- AIM OF THE EXERCISE
The reply is to be an exact repetition of the entries that follow, with each picture left out.

(Collected data)
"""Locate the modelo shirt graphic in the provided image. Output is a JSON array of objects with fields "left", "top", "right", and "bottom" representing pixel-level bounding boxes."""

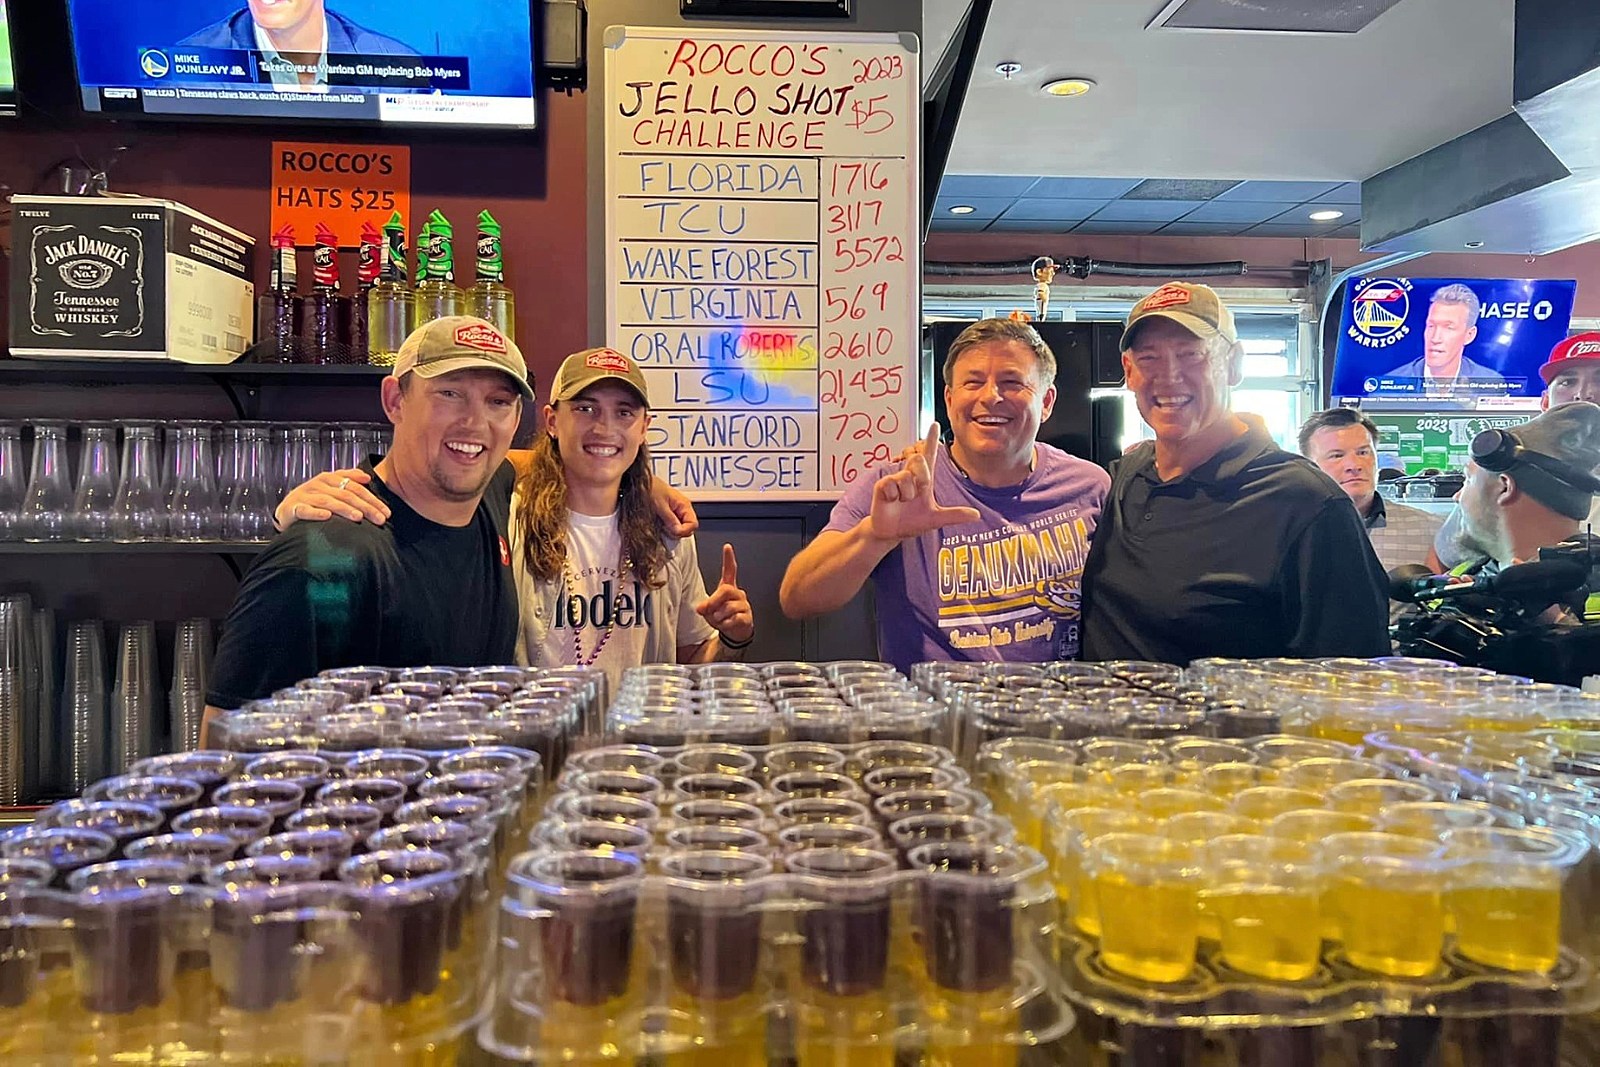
[
  {"left": 512, "top": 500, "right": 715, "bottom": 695},
  {"left": 824, "top": 442, "right": 1111, "bottom": 672}
]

- RESULT FOR THIS TASK
"""Locate the modelo shirt graphic in the provided image. Output is a JSON array of objects with fields "left", "top", "right", and "bottom" representing pixel-level bounding boxes."""

[
  {"left": 512, "top": 500, "right": 715, "bottom": 695},
  {"left": 824, "top": 442, "right": 1111, "bottom": 672}
]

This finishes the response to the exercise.